■ Given exercise ■
Report each line in the rows below that contains the word "white", copying every such line in full.

(Entries on finding named things)
· · · ·
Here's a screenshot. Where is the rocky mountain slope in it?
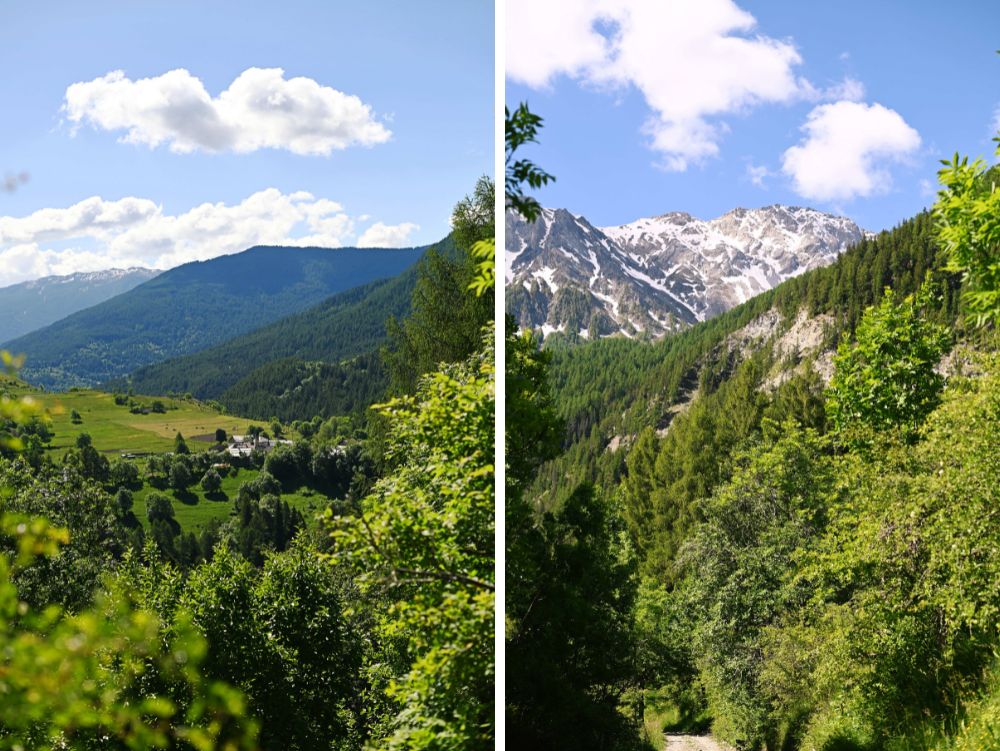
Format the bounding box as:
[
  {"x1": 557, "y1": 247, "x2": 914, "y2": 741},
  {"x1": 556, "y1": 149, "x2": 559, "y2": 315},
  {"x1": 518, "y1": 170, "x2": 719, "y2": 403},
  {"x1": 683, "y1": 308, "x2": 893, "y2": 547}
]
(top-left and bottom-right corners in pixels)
· · · ·
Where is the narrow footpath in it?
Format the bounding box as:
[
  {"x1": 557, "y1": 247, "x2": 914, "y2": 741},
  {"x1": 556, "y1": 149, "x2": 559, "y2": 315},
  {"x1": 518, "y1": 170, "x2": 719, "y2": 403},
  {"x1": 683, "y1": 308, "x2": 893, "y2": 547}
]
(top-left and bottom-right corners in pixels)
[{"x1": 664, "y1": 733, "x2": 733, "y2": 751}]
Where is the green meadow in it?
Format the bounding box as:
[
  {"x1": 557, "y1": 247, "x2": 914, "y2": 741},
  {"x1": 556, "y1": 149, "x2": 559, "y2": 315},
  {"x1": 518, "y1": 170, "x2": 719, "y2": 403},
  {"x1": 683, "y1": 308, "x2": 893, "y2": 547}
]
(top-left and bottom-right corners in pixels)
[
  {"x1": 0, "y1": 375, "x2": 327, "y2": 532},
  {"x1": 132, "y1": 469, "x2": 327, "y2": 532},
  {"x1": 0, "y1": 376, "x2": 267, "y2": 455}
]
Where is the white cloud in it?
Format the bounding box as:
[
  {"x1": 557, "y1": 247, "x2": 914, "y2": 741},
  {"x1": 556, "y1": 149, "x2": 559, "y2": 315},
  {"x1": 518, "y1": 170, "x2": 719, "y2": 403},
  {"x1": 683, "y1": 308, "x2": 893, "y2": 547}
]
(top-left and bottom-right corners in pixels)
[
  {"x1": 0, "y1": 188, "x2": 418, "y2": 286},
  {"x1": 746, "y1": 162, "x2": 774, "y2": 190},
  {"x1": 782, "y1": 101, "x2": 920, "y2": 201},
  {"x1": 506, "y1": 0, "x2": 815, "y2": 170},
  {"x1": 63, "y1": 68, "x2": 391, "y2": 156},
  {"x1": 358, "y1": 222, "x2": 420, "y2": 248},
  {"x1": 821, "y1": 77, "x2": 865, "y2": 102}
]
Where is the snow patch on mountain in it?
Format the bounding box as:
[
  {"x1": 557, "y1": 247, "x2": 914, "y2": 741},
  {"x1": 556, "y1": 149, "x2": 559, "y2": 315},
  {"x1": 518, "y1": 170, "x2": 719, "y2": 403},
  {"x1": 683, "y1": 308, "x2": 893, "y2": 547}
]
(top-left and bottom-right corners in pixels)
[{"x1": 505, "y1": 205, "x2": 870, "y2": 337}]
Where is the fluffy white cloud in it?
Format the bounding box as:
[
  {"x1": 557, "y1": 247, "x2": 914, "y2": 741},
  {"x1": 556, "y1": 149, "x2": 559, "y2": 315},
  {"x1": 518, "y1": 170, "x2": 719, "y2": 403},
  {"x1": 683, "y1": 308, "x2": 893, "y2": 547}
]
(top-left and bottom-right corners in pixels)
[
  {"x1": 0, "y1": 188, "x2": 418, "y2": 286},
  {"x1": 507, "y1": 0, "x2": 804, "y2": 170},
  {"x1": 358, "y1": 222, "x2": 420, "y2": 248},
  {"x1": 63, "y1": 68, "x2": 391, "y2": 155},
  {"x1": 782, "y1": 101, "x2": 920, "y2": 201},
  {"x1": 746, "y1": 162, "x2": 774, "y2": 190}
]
· · · ·
■ Solution to the exercise ■
Where is the white cloud in it?
Where is the fluffy white cloud in it?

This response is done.